--- Start Data shown ---
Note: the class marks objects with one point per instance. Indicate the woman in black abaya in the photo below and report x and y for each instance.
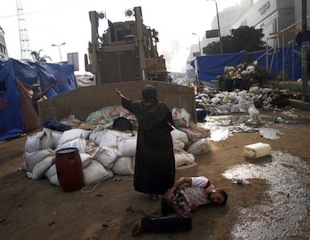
(154, 163)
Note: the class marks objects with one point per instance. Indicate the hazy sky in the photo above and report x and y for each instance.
(58, 21)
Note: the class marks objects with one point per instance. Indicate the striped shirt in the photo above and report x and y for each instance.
(197, 193)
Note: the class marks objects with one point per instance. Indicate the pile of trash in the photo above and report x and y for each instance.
(217, 102)
(104, 149)
(243, 77)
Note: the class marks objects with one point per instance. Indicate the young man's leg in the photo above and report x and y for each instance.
(179, 220)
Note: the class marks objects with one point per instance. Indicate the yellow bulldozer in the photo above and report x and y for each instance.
(126, 51)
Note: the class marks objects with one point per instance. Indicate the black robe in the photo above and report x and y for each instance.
(154, 161)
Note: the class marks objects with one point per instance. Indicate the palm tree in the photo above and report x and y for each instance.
(38, 58)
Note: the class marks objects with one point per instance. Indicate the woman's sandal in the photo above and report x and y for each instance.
(136, 229)
(153, 197)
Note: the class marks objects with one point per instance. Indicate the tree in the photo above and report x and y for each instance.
(38, 58)
(243, 38)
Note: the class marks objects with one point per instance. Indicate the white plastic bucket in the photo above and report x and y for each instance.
(257, 150)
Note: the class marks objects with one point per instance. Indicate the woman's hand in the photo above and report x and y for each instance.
(118, 93)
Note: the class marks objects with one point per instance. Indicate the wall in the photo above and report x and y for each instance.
(82, 101)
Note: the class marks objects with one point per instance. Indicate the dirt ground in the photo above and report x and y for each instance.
(38, 210)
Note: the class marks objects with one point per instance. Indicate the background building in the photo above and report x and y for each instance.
(3, 50)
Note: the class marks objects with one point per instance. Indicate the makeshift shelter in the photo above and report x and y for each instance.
(17, 115)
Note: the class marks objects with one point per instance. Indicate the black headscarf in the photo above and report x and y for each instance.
(149, 112)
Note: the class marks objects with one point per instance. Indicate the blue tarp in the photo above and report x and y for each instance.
(213, 65)
(17, 115)
(210, 66)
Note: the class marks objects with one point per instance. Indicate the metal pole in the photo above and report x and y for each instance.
(219, 27)
(60, 53)
(304, 49)
(199, 46)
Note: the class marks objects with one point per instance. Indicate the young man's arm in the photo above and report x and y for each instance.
(182, 181)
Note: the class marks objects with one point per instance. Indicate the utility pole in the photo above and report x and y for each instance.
(25, 50)
(304, 49)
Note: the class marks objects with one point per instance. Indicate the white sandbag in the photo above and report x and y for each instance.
(73, 134)
(38, 141)
(123, 166)
(55, 135)
(106, 156)
(85, 159)
(24, 167)
(54, 180)
(95, 172)
(183, 158)
(51, 171)
(178, 145)
(200, 147)
(176, 134)
(127, 146)
(106, 137)
(39, 169)
(180, 117)
(35, 157)
(79, 143)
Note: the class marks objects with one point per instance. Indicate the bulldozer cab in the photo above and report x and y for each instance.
(127, 51)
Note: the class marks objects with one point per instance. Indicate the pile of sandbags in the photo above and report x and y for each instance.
(104, 153)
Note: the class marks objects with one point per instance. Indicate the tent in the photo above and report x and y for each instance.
(17, 115)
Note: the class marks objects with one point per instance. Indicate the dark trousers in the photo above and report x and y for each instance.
(176, 217)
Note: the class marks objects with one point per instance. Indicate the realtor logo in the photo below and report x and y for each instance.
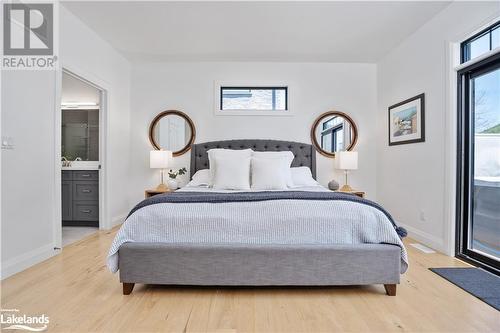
(28, 29)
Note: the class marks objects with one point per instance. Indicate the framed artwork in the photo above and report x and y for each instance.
(407, 121)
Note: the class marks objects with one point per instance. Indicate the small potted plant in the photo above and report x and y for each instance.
(172, 178)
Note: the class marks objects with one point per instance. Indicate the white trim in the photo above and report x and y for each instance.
(477, 59)
(104, 218)
(118, 220)
(26, 260)
(427, 239)
(280, 113)
(450, 147)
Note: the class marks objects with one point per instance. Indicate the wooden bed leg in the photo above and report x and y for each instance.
(390, 289)
(127, 288)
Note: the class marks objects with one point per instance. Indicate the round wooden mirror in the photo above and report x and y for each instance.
(333, 131)
(172, 130)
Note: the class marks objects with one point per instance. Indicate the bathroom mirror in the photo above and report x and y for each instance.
(333, 131)
(172, 130)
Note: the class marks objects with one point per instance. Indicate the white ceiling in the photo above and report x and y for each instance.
(78, 91)
(255, 31)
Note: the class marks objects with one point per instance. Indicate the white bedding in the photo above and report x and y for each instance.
(258, 222)
(313, 188)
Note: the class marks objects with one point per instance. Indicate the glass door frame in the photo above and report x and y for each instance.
(465, 163)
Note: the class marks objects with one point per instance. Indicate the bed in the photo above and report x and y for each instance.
(186, 243)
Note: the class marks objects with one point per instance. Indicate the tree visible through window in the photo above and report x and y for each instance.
(254, 98)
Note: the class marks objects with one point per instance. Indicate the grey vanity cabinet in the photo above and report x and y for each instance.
(80, 198)
(67, 200)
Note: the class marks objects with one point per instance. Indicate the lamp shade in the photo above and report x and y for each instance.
(346, 160)
(159, 159)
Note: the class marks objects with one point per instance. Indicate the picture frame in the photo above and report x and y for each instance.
(406, 121)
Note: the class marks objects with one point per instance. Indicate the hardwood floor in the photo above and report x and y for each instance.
(79, 294)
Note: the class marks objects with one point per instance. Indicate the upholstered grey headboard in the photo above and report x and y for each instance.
(305, 154)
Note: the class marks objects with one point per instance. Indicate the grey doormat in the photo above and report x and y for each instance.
(475, 281)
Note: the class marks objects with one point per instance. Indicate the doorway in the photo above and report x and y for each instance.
(478, 200)
(81, 141)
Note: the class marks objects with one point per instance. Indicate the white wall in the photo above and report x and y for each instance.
(28, 169)
(28, 116)
(87, 54)
(314, 89)
(411, 178)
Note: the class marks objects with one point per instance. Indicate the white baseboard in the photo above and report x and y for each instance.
(118, 220)
(26, 260)
(427, 239)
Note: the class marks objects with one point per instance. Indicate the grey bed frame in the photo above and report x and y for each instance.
(263, 265)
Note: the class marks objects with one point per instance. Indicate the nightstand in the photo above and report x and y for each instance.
(150, 193)
(360, 194)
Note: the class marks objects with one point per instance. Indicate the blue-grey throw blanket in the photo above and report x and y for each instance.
(211, 197)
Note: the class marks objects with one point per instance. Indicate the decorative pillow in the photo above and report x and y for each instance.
(302, 176)
(213, 154)
(200, 178)
(270, 173)
(288, 155)
(232, 173)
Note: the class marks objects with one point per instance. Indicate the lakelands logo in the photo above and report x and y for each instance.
(28, 36)
(16, 321)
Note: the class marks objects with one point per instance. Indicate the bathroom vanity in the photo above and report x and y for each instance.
(80, 197)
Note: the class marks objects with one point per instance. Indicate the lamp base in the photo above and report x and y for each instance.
(162, 187)
(346, 188)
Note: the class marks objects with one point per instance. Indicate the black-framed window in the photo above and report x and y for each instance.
(482, 42)
(478, 169)
(253, 98)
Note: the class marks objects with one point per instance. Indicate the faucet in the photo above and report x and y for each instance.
(65, 162)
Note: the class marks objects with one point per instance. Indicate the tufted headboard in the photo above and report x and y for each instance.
(305, 154)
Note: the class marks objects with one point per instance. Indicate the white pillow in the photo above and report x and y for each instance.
(232, 174)
(213, 154)
(270, 173)
(200, 178)
(302, 176)
(288, 155)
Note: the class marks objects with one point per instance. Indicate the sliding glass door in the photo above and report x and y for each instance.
(478, 225)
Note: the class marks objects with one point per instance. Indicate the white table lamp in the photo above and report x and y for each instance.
(346, 160)
(160, 159)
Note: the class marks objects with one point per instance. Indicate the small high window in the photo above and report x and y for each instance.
(481, 43)
(253, 99)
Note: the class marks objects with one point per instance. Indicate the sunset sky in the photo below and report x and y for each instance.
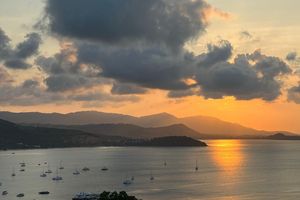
(234, 60)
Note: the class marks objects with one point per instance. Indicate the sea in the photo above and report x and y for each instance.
(227, 170)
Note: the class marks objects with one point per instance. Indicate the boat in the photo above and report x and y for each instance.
(57, 178)
(127, 182)
(43, 174)
(85, 169)
(151, 177)
(76, 172)
(49, 170)
(23, 164)
(44, 193)
(13, 173)
(104, 169)
(86, 196)
(21, 195)
(60, 165)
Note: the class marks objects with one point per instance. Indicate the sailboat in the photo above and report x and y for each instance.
(60, 165)
(49, 170)
(43, 173)
(151, 177)
(127, 181)
(23, 164)
(104, 168)
(76, 172)
(57, 178)
(13, 173)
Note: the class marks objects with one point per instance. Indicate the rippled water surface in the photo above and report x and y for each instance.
(228, 169)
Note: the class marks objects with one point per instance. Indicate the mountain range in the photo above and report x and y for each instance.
(15, 136)
(101, 122)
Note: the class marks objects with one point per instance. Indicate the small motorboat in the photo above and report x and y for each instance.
(127, 182)
(49, 171)
(104, 169)
(44, 193)
(43, 175)
(21, 195)
(57, 178)
(85, 169)
(86, 196)
(23, 164)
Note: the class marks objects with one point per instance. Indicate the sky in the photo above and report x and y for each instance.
(234, 60)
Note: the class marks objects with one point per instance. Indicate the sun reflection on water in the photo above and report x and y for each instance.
(228, 155)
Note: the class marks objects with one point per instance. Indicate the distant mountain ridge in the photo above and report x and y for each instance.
(134, 131)
(213, 127)
(14, 136)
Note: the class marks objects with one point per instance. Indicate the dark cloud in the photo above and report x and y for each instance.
(102, 97)
(294, 94)
(171, 22)
(66, 73)
(5, 48)
(16, 58)
(64, 82)
(28, 47)
(182, 93)
(246, 35)
(126, 88)
(153, 67)
(249, 76)
(291, 56)
(216, 53)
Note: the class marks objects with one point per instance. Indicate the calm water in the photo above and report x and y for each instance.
(228, 169)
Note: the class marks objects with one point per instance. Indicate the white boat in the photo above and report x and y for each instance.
(23, 164)
(60, 166)
(57, 178)
(76, 172)
(127, 182)
(20, 195)
(151, 177)
(104, 169)
(49, 171)
(85, 169)
(43, 174)
(86, 196)
(13, 173)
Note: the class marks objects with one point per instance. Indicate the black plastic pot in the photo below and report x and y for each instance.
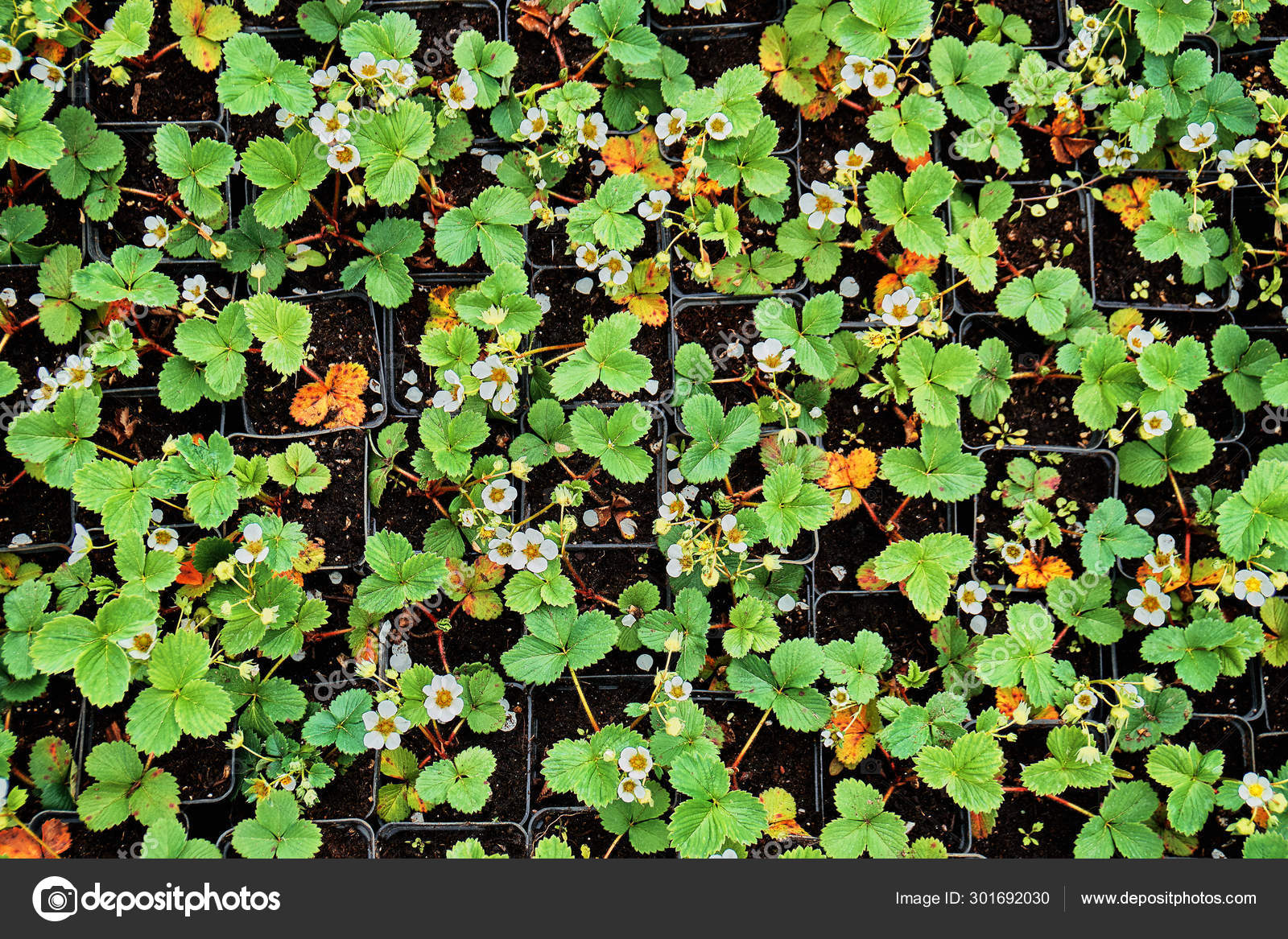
(280, 443)
(438, 838)
(352, 827)
(377, 410)
(1108, 467)
(1220, 296)
(142, 133)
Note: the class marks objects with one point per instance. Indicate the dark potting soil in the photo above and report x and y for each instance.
(352, 793)
(1032, 242)
(201, 767)
(345, 840)
(889, 615)
(586, 835)
(126, 227)
(957, 19)
(343, 332)
(171, 89)
(1084, 478)
(334, 517)
(509, 799)
(1225, 472)
(1040, 407)
(737, 13)
(431, 842)
(1114, 281)
(564, 323)
(56, 714)
(1022, 812)
(822, 141)
(27, 506)
(931, 813)
(122, 842)
(777, 759)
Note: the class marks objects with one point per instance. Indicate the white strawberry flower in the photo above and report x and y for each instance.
(970, 596)
(592, 130)
(384, 727)
(499, 495)
(635, 761)
(156, 232)
(670, 126)
(330, 126)
(1198, 137)
(654, 206)
(10, 60)
(1139, 339)
(1154, 424)
(461, 92)
(613, 268)
(497, 379)
(719, 126)
(81, 544)
(901, 308)
(343, 158)
(536, 550)
(451, 397)
(49, 75)
(880, 80)
(195, 287)
(47, 393)
(77, 371)
(444, 698)
(253, 549)
(588, 257)
(854, 160)
(772, 356)
(1253, 587)
(1256, 791)
(365, 68)
(1150, 604)
(856, 68)
(824, 204)
(535, 124)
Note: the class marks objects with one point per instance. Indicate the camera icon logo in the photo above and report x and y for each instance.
(55, 900)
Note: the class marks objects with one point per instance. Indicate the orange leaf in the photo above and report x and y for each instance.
(639, 154)
(857, 727)
(1036, 572)
(339, 392)
(911, 263)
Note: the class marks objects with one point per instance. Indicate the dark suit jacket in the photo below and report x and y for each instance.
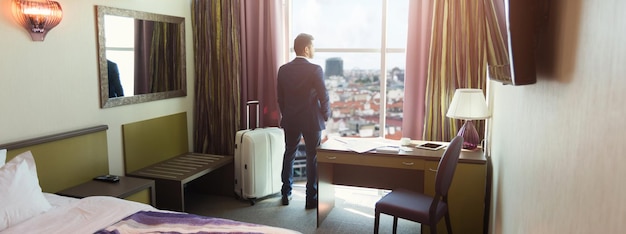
(115, 85)
(302, 96)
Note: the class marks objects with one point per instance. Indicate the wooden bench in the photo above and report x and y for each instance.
(157, 149)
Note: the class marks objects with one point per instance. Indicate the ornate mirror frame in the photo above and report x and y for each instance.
(105, 101)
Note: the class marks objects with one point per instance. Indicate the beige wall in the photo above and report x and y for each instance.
(52, 86)
(558, 146)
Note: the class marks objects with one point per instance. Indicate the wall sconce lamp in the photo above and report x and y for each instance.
(37, 16)
(468, 105)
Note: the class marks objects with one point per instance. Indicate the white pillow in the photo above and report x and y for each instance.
(3, 156)
(20, 192)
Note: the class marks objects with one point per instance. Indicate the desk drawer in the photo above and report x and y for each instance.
(401, 162)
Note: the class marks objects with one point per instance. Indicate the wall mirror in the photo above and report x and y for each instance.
(141, 56)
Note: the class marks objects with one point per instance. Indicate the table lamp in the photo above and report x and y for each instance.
(468, 105)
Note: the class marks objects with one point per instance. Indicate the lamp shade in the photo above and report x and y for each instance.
(37, 16)
(468, 104)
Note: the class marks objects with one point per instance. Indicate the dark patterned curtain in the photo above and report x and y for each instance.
(217, 53)
(143, 44)
(165, 50)
(157, 43)
(260, 48)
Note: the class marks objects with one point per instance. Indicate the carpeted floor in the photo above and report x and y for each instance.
(353, 212)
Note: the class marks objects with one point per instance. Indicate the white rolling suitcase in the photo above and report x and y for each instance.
(258, 160)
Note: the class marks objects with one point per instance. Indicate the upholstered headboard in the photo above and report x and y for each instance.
(154, 140)
(66, 159)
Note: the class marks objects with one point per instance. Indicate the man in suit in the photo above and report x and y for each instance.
(115, 85)
(305, 108)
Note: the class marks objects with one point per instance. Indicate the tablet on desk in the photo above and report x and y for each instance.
(430, 146)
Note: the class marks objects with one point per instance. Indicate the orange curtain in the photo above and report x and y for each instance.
(457, 60)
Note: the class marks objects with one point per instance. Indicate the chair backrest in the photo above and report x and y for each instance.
(447, 166)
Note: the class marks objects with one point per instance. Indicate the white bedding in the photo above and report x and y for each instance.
(70, 215)
(91, 214)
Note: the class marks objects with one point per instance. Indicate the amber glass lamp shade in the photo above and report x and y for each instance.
(468, 105)
(38, 17)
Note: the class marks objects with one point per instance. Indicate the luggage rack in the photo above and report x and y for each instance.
(172, 174)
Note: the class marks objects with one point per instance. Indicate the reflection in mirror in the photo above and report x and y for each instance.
(142, 56)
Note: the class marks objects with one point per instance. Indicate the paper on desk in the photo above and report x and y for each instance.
(362, 145)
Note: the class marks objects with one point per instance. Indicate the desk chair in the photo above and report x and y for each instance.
(419, 207)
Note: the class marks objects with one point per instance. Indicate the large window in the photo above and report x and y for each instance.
(360, 44)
--- End Data shown ---
Goal =
Give again only the lines starting at the one that contains "Indicate the carpeted" and running to the end of the data.

Result of the exercise =
Note: the class marks objects with one point per instance. Indicate the carpeted floor in the photo above and report x and y for each instance.
(353, 212)
Note: the class marks objects with one point per instance. Indicate the white rolling suitcase in the photo above and report x and y for each instance.
(258, 160)
Note: the class marks objects with one point per instance. Indicate the upholstered headboard in the photo above and report x and y for each instance.
(154, 140)
(66, 159)
Note: the class marks objects with one point per instance. Indicate the man in suit in the photo above and report x and y for each instance.
(115, 85)
(305, 108)
Note: the class marks objects with one point per instance. Indicate the tablet on desk in the photo above and report x and y for each instance.
(430, 146)
Note: the class marks objects with one point per instance. Indicate the orange curtain in the photo above and report x and y for each instance.
(457, 60)
Note: the class marks objects with one point per instance. Indicate the chair backrest in the photo above and report x and y for each instance.
(447, 166)
Note: the class marks objects with one point per instance. Indicate the white bedding in the photo above and report x and y for each instance.
(70, 215)
(91, 214)
Note: the class marks objects with one point per instance. Indicate the amber glass lamp shade in the photo above and report x and y for each instance.
(468, 105)
(38, 17)
Note: the class marks objects with one point per instance. Indicate the luggage rack in the photo above and report x and y for each instance.
(172, 174)
Note: the class marks objects with one point per instance. Indicate the reflection in mirror in the photo above and report x and y for each instance.
(142, 56)
Note: the class marks objects with one point per instance. Indicate the paper on desk in the photo above and report x and y for each instance.
(362, 145)
Note: the class marks objects with one point per instance. Indicate the desk chair in the photo above and report x and y for each instance.
(419, 207)
Note: the class marks objects with one point per instance. Indicate the large window in the photo above and report x and y for each instance.
(360, 44)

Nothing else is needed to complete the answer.